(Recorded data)
^^^^^^^^^^^^^^^^

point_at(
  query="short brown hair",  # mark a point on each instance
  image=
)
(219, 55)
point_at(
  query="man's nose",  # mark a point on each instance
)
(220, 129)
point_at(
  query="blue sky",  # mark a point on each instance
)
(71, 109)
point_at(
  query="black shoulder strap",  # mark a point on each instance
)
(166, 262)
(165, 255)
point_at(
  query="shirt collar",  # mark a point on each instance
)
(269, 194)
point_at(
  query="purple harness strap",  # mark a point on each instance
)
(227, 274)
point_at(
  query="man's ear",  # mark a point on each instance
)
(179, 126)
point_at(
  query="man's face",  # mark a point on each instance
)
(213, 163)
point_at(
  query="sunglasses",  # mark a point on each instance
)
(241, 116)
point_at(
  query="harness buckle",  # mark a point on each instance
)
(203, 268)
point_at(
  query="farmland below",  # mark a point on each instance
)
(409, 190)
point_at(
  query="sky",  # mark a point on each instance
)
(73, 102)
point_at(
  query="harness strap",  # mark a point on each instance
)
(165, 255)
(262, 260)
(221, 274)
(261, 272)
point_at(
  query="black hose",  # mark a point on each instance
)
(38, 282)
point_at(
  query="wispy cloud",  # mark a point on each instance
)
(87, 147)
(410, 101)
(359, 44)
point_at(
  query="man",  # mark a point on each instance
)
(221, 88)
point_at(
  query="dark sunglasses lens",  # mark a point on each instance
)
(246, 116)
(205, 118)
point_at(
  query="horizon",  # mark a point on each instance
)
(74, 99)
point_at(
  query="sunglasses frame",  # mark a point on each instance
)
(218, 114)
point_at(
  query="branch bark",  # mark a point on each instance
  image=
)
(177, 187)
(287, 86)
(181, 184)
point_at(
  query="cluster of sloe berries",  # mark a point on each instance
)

^^^^^^^^^^^^^^^^

AIM OF THE EXERCISE: Would you copy every line of the entries that includes the word "sunglasses"?

FINISHED TASK:
  query="sunglasses",  # mark a point on each instance
  query="dark sunglasses lens",  # mark a point on each instance
  query="sunglasses frame",  # mark a point on each instance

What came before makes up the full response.